Tasks to carry out:
**1)** List every percentage in the eldercare text, with what each one measures.
**2)** Summarize the eldercare text in two sentences.
**3)** Continue the eldercare text, starting after its last bullet point.

Quoted text:
- - - - -

The Facts About Unpaid Eldercare

Life Care Planning Law Firms make life immeasurably easier for the millions of Americans providing unpaid care to elderly loved ones.

Unpaid caregivers are the unsung heroes of our society. Their contributions go largely unrecognized and uncelebrated. How many people are unpaid caregivers? The 2015-16 American Time Use Survey offers insight:

·         The majority (56 percent) of eldercare workers are women.

·         Nearly one quarter (24 percent) of people providing eldercare are between the ages of 55 to 64 years of age and are close to becoming seniors themselves.

·         A significant number of eldercare providers (17 percent) who are parents do not have the support of a spouse or partner in the household.

- - - - -

Extracted material:
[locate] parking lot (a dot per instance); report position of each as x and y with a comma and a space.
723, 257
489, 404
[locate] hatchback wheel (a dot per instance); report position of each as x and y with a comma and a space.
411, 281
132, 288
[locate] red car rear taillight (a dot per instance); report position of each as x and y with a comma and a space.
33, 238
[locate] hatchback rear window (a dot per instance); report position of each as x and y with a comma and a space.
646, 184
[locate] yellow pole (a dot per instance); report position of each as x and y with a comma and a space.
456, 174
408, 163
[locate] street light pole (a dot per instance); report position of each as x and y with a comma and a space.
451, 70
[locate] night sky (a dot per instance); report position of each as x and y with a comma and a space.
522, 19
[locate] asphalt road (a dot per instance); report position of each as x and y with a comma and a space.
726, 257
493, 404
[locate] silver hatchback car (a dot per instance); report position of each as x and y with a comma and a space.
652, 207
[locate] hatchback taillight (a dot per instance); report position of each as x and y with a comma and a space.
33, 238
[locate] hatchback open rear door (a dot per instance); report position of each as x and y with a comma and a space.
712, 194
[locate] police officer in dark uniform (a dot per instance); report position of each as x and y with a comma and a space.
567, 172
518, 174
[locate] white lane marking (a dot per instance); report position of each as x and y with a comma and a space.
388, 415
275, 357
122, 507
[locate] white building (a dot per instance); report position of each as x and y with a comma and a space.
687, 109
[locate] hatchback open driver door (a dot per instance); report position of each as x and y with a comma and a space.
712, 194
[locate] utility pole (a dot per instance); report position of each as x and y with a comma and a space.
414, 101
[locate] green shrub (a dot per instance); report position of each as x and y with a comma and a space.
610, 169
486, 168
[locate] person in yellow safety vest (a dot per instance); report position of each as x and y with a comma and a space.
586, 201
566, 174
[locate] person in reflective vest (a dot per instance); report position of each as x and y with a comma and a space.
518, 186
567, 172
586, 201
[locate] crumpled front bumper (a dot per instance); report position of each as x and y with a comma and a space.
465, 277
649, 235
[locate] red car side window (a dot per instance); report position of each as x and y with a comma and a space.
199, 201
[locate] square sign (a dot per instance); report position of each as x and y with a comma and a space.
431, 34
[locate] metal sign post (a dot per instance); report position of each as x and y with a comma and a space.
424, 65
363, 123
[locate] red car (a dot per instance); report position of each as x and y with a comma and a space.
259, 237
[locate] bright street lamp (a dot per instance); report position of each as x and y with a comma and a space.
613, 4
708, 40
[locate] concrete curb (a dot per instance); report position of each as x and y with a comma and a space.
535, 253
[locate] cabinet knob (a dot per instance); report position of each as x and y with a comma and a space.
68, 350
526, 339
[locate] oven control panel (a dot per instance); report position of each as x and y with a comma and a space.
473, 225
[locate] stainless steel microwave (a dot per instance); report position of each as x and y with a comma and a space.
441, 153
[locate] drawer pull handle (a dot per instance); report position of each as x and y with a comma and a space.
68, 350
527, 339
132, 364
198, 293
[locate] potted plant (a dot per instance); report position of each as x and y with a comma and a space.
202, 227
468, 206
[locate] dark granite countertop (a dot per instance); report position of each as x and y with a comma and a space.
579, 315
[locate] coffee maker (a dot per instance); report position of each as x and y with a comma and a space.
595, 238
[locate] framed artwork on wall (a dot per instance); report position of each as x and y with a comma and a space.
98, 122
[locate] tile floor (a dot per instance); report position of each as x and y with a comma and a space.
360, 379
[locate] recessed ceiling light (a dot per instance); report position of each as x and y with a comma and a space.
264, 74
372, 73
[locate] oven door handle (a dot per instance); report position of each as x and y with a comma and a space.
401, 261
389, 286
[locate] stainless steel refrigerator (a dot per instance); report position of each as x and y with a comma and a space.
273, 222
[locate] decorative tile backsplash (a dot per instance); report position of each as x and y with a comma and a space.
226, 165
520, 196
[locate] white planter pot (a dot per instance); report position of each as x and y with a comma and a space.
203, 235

- - - - -

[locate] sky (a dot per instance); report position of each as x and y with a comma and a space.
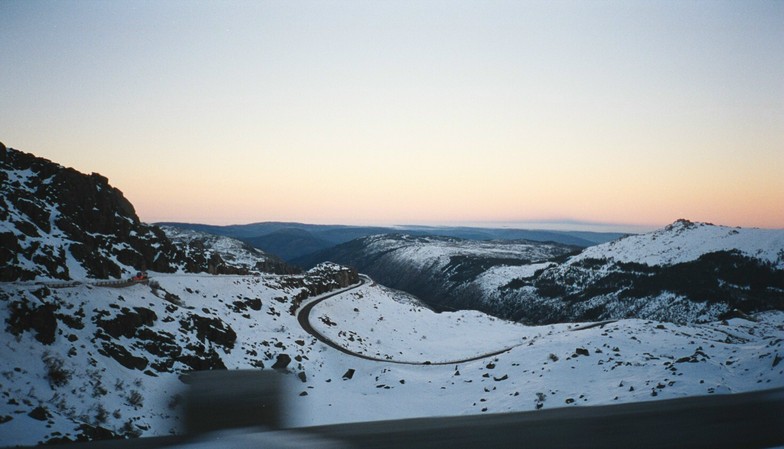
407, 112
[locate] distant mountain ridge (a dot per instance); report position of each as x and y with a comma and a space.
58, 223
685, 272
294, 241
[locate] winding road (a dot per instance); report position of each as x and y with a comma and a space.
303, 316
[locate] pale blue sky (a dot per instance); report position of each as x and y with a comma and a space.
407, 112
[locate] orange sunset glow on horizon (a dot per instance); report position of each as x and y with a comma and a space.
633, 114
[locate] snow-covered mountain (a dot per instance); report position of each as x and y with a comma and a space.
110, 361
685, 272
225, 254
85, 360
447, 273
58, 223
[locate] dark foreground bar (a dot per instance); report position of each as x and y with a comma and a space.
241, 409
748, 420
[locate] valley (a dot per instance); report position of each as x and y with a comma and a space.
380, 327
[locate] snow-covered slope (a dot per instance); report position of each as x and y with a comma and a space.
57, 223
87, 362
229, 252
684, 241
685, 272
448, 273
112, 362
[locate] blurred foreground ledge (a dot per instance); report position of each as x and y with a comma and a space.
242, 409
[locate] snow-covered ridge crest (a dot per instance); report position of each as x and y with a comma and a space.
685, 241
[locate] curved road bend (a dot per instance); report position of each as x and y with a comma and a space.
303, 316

- - - - -

Task-by-task results:
**1)**
- 56 percent: the share of eldercare workers who are women.
- 24 percent: the share of people providing eldercare who are between 55 and 64 years of age.
- 17 percent: the share of eldercare providers who are parents and have no spouse or partner in the household to support them.

**2)** Unpaid caregivers for elderly loved ones go largely unrecognized, and Life Care Planning Law Firms make their lives immeasurably easier. Figures from the 2015-16 American Time Use Survey show that 56 percent of eldercare workers are women, 24 percent are between 55 and 64, and 17 percent of those who are parents lack a spouse or partner in the household.

**3)**
How does working with a Life Care Planning Law Firms help caregivers? “Even though the elder is officially our ‘client,’ family caregivers really benefit the most from our services,” said Shana Seigel, attorney and partner at Wanderpolo & Seigel, a Life Care Planning Law Firm that has been serving families in northern New Jersey for more than fifteen years. “The majority of family caregivers are struggling. They don’t know what services their loved one needs, let alone what’s available in their community. And they don’t have time to figure it out on their own because they’re too busy providing care on top of all their other responsibilities.”

Life Care Planning Law Firms employ elder care coordinators who serve as care managers for elderly clients. Care coordinators help caregivers assess needs, direct them to the appropriate services, help them advocate for quality care, and guide them through tricky transitions created by changes in physical and mental health.

In a Life Care Planning Law Firm, attorneys and elder care coordinators work together to develop an initial plan for the elder’s legal, financial, and personal well-being. “We are looking at the needs of the elder, the spouse if there is one, and family caregivers,” Shana said. “This helps caregivers avoid common financial mistakes—like depleting all the assets of the ‘sick’ spouse or waiting too long to get outside help.”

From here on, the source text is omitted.